Nothing outside the range is wanted. Repeat exactly the lines below from the one with "Target: gray blazer" through the one with "Task: point at the ylb".

● Records from a collection:
━━━━━━━━━━

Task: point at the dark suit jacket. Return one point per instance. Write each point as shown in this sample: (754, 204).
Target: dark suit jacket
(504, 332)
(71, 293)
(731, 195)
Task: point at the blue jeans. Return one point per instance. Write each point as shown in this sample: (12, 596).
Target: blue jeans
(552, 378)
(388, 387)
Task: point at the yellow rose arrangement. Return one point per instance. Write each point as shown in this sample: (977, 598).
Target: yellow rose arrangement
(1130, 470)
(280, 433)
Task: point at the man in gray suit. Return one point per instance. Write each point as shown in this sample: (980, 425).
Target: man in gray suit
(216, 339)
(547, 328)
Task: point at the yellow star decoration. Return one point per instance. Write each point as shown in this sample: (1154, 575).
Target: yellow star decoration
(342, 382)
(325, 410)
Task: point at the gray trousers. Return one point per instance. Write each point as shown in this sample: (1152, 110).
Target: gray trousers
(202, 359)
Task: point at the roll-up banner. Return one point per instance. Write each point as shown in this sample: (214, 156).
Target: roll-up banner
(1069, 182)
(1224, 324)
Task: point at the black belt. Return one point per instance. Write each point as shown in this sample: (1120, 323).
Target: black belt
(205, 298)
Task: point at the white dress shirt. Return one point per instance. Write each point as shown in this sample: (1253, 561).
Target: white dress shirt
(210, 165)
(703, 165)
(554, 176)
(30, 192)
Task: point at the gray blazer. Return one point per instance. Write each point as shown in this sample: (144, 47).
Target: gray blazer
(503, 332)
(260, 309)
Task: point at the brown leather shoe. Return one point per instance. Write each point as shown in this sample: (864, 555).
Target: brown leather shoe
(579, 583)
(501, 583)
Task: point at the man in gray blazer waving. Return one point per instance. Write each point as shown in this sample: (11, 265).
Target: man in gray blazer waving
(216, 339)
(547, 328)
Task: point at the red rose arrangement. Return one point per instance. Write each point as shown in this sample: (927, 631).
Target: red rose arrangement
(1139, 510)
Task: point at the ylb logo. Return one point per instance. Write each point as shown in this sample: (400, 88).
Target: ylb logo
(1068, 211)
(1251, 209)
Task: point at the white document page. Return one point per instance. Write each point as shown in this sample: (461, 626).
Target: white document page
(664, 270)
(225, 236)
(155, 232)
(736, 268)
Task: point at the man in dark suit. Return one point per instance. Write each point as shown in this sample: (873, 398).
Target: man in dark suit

━━━━━━━━━━

● YOUR RESPONSE:
Target: gray blazer
(503, 332)
(260, 309)
Task: point at the brown leather shoe. Return one point per instance. Write each point as shown in this sample: (864, 555).
Target: brown leather shoe
(579, 583)
(501, 583)
Task: point at the man in gray blazer waving. Return one point per instance. Write each point as shown in this sample: (11, 265).
Target: man in gray blazer waving
(216, 339)
(547, 328)
Task: point at the red rose arrangement. Return one point per instance. Write each point as shown in this sample: (927, 631).
Target: red rose arrangement
(1139, 510)
Task: point at the ylb logo. Return one point per instance. Write each point as shown in this sample: (400, 88).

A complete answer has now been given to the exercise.